What the task requires: Everything from the line with "Target: car windshield" to the line with "Confirm every instance of the spectator" in the listing below, both lines included, needs to be copied exactly, apart from the pictures.

Data supplied:
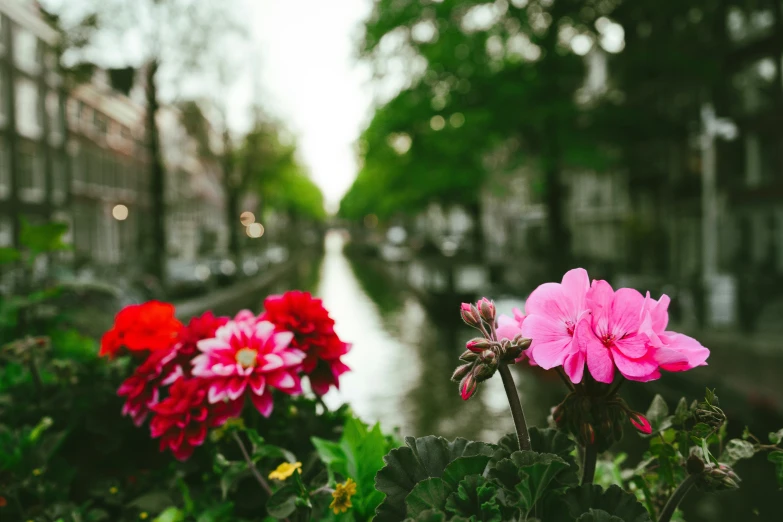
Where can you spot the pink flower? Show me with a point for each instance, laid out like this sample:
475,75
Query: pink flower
673,351
611,337
243,356
510,327
554,311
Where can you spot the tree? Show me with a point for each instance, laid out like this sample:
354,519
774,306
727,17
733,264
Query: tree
482,75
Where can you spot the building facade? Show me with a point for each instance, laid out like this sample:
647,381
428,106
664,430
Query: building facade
33,155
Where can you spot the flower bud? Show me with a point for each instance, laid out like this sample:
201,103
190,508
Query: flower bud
461,372
478,344
587,433
487,310
470,315
521,342
719,477
468,356
640,422
482,372
467,387
694,465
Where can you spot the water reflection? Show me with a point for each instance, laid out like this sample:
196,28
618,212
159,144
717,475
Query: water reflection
402,361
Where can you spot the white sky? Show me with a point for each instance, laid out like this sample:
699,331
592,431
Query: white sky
310,78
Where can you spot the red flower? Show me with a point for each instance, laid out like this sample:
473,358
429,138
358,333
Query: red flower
182,420
142,389
149,326
313,329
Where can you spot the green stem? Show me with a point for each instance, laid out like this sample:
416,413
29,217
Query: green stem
676,498
588,467
516,407
264,484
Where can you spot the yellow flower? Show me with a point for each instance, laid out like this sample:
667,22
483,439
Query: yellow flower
285,470
342,496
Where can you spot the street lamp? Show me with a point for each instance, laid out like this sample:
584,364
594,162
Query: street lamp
716,287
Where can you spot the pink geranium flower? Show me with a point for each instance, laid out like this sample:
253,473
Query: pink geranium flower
674,352
246,356
554,311
611,336
510,327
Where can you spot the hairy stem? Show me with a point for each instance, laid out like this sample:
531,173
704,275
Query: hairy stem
588,467
516,407
676,498
264,484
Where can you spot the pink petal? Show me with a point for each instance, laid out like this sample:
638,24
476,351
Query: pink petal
599,360
551,342
551,301
633,346
575,285
263,403
282,339
599,302
641,423
634,369
272,361
281,380
574,366
626,314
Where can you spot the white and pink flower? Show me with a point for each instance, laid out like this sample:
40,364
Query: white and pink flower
246,356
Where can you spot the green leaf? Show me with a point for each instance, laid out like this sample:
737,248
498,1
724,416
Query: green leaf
420,459
541,468
462,467
231,476
430,494
282,503
154,502
577,501
171,514
9,255
701,430
658,415
736,450
598,515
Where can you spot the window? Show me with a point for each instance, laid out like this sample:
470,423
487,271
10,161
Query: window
5,170
26,51
54,112
30,172
59,179
28,108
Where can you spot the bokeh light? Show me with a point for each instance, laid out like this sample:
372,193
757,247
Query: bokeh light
120,212
247,218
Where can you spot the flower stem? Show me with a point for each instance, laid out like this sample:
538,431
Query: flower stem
264,484
676,498
516,407
588,466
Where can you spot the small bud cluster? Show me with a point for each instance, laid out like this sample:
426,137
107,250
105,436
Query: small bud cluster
597,420
485,353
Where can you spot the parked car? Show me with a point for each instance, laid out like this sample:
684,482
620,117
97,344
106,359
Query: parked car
187,278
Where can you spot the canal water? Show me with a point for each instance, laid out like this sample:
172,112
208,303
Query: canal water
402,360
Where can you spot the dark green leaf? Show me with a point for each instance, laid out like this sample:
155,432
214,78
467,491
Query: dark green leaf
420,459
430,494
153,502
736,450
571,505
282,503
598,515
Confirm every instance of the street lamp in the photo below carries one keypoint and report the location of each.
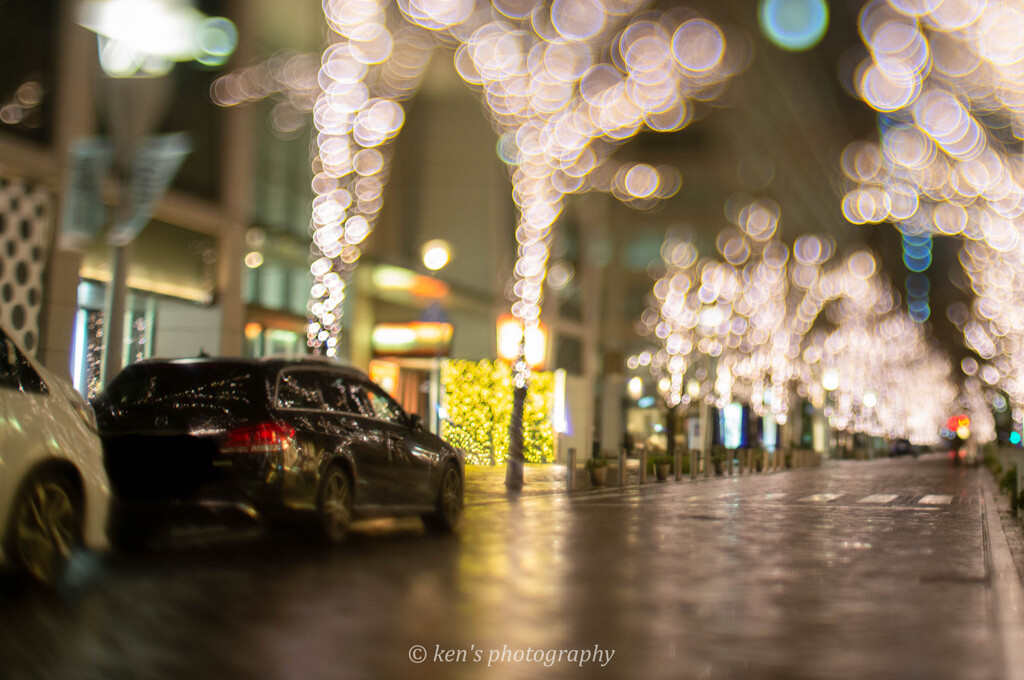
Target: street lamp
(138, 41)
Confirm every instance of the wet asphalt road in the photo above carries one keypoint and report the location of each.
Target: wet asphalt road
(851, 570)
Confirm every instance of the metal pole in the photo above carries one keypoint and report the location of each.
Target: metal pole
(570, 471)
(622, 467)
(114, 324)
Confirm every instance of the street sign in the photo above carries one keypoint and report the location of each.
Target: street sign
(85, 213)
(153, 168)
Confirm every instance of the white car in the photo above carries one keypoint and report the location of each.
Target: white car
(53, 490)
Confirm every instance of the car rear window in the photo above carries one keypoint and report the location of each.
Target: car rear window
(184, 384)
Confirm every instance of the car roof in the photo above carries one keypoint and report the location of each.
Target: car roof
(274, 362)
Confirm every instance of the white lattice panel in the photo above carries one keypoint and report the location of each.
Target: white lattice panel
(25, 219)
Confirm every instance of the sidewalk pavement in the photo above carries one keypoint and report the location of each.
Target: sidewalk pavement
(486, 482)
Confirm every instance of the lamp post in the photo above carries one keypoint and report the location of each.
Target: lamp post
(829, 382)
(139, 41)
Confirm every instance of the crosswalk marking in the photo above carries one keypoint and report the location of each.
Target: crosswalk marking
(936, 500)
(879, 498)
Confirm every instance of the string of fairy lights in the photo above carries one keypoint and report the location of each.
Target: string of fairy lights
(945, 79)
(564, 85)
(743, 328)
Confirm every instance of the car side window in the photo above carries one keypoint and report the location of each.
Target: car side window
(338, 395)
(378, 405)
(16, 372)
(299, 389)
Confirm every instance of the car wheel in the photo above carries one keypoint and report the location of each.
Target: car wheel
(450, 502)
(46, 526)
(335, 505)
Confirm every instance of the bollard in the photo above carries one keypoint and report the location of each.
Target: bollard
(570, 471)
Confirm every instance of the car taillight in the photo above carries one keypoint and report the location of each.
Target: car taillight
(262, 438)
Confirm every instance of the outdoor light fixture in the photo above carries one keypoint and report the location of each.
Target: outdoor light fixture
(510, 334)
(436, 254)
(146, 37)
(636, 387)
(829, 379)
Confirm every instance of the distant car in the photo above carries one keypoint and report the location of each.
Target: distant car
(270, 438)
(902, 448)
(53, 491)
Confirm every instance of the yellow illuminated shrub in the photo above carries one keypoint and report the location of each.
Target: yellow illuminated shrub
(478, 410)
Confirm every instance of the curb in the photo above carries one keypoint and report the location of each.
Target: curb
(1006, 585)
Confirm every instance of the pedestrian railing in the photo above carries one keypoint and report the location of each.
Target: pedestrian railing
(625, 471)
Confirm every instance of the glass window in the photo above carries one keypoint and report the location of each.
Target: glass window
(339, 396)
(377, 405)
(299, 389)
(184, 384)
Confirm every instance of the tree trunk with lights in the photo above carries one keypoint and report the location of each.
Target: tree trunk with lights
(670, 431)
(516, 460)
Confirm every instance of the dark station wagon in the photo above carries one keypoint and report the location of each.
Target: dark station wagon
(270, 438)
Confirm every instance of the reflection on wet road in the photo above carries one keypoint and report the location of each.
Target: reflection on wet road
(854, 569)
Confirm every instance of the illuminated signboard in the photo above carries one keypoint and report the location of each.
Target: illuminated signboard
(413, 339)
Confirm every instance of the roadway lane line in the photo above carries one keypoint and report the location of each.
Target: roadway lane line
(879, 498)
(936, 500)
(1006, 585)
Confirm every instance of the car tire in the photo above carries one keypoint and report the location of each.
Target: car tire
(449, 504)
(334, 505)
(45, 526)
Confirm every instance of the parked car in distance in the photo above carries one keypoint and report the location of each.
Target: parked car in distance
(53, 491)
(271, 438)
(902, 448)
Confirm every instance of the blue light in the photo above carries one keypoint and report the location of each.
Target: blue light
(916, 263)
(794, 25)
(918, 285)
(919, 305)
(918, 240)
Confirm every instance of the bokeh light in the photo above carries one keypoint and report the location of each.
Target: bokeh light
(794, 25)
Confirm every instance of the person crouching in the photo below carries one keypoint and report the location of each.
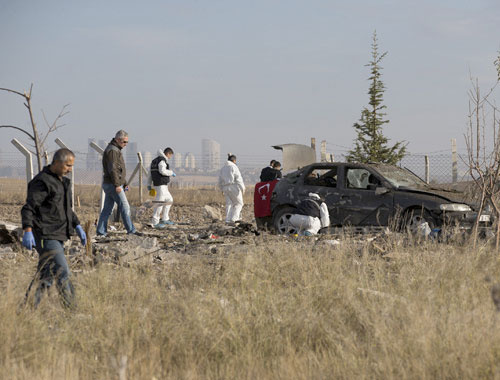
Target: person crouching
(159, 177)
(312, 215)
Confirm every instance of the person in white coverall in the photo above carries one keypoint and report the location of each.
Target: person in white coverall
(231, 183)
(159, 177)
(312, 215)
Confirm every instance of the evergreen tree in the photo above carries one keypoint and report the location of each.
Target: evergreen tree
(370, 144)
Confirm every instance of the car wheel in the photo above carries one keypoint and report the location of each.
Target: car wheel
(281, 221)
(414, 222)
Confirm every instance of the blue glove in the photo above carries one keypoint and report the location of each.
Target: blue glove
(81, 234)
(28, 240)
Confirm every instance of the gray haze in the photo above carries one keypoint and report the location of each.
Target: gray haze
(247, 74)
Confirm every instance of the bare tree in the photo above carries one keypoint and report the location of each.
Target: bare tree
(37, 138)
(483, 159)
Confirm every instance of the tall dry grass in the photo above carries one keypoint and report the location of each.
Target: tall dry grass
(286, 310)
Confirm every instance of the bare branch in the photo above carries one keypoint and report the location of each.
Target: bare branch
(19, 129)
(14, 92)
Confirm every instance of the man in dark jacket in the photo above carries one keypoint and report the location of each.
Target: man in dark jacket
(48, 220)
(114, 185)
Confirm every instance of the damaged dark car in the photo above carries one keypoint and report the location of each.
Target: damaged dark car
(374, 196)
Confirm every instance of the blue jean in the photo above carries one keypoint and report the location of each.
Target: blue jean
(52, 265)
(110, 198)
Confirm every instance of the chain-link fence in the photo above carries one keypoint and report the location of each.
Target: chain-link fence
(88, 170)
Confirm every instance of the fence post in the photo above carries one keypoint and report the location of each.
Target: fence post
(323, 151)
(141, 168)
(29, 160)
(454, 163)
(427, 169)
(99, 150)
(63, 145)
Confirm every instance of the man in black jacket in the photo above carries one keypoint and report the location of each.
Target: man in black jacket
(48, 221)
(114, 185)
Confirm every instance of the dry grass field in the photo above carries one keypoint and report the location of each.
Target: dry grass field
(284, 309)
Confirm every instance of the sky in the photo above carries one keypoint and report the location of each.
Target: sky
(248, 74)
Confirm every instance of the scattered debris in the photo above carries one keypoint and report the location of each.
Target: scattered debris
(212, 213)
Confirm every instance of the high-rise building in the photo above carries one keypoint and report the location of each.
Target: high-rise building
(131, 159)
(189, 161)
(103, 144)
(93, 158)
(147, 157)
(210, 155)
(177, 160)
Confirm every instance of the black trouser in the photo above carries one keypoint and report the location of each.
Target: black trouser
(52, 265)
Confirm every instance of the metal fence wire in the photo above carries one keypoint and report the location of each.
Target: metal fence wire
(13, 165)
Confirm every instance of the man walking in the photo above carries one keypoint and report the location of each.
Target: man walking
(232, 186)
(114, 185)
(48, 221)
(159, 177)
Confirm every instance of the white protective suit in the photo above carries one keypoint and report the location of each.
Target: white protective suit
(311, 224)
(163, 200)
(231, 183)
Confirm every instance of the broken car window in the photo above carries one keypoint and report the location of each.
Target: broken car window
(399, 177)
(322, 177)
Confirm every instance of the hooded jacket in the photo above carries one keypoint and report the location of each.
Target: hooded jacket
(230, 175)
(113, 165)
(48, 207)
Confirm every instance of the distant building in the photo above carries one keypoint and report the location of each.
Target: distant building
(131, 155)
(147, 157)
(189, 161)
(93, 161)
(210, 155)
(177, 160)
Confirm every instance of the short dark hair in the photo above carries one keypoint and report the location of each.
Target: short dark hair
(62, 155)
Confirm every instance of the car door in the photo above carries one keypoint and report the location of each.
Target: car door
(322, 180)
(359, 205)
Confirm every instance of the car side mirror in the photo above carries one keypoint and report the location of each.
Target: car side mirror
(381, 190)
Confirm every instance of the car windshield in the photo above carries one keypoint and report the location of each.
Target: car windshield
(399, 177)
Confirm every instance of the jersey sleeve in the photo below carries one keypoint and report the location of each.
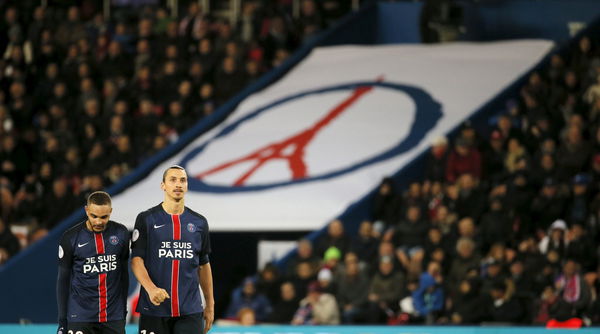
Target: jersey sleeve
(63, 281)
(139, 239)
(124, 258)
(205, 250)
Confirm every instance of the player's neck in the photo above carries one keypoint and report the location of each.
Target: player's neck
(173, 207)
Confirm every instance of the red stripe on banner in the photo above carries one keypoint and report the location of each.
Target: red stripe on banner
(176, 227)
(175, 289)
(102, 315)
(99, 243)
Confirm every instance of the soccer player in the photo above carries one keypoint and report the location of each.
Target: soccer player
(93, 274)
(169, 258)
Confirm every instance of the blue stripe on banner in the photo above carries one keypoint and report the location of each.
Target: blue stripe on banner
(131, 329)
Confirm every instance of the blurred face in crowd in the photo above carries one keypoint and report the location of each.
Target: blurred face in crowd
(386, 266)
(465, 248)
(466, 227)
(304, 270)
(547, 162)
(304, 249)
(435, 236)
(288, 292)
(570, 268)
(516, 268)
(386, 248)
(336, 229)
(414, 190)
(249, 288)
(413, 213)
(365, 229)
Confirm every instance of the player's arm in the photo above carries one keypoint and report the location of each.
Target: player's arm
(206, 283)
(63, 281)
(205, 276)
(157, 295)
(138, 252)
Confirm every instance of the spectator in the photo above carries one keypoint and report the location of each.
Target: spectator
(547, 206)
(467, 258)
(502, 307)
(285, 308)
(364, 244)
(352, 293)
(467, 305)
(578, 207)
(304, 253)
(335, 237)
(385, 206)
(573, 293)
(9, 244)
(463, 159)
(428, 299)
(317, 308)
(268, 283)
(495, 226)
(246, 316)
(385, 290)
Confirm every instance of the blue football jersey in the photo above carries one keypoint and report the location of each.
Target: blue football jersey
(172, 247)
(96, 271)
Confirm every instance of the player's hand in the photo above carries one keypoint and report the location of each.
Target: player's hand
(158, 296)
(62, 327)
(209, 317)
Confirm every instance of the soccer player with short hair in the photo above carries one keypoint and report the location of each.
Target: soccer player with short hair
(170, 258)
(93, 274)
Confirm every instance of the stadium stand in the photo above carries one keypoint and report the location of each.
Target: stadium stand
(502, 229)
(85, 98)
(508, 220)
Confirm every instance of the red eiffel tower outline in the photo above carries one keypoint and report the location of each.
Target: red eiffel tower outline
(298, 141)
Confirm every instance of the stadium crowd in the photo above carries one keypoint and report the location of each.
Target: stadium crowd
(504, 228)
(84, 98)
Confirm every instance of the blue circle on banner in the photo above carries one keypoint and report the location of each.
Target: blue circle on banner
(427, 113)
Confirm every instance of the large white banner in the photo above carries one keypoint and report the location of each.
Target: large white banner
(298, 153)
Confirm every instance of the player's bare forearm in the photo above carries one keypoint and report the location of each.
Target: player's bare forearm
(157, 295)
(205, 277)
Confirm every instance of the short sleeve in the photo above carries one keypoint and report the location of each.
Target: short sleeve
(65, 252)
(139, 238)
(125, 251)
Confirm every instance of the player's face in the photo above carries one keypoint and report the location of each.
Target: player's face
(98, 216)
(175, 184)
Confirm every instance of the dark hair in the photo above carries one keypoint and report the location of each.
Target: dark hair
(171, 167)
(99, 198)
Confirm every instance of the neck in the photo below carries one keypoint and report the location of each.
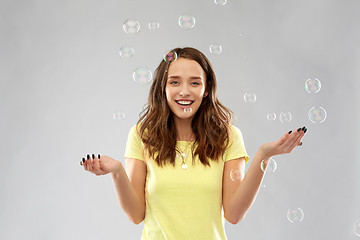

Answer section:
Target: car windshield
(399, 177)
Confirm every instance of the jersey sleeve in the photo below carries one keypoint and report the location of each.
Target: jersey sleeve
(63, 281)
(139, 239)
(124, 258)
(205, 250)
Confirm every instance of the player's neck in the photo above carries one keypoint and report the location of each.
Target: player's neck
(173, 207)
Confirm every instance of the red stripe on banner in the photo above carries one keypoint and report the location of each.
Target: red stripe on banner
(176, 227)
(175, 289)
(102, 315)
(99, 243)
Confirm every instance of the soccer player in the photo above carries one keypoint and report the location of each.
Target: soccer player
(93, 274)
(169, 258)
Confirm every instance of the blue stripe on banner in the photo above carries one keypoint and report the location of each.
Target: blue stripe on banner
(131, 329)
Confirm every instance of the blurred face in crowd in the photo above carries one keypoint and report the location of each.
Target: blurred face in crowd
(386, 266)
(465, 248)
(466, 227)
(304, 270)
(547, 162)
(304, 249)
(435, 236)
(288, 292)
(570, 268)
(516, 268)
(386, 248)
(336, 229)
(414, 190)
(249, 288)
(413, 213)
(365, 229)
Confirm every instance of the player's arm in the photo above carries one keypoint and report the location of each.
Target: player's arm
(206, 283)
(63, 281)
(205, 276)
(157, 295)
(138, 252)
Confirm every instance of the spectator in the photo above carries one keypoint and report the location of each.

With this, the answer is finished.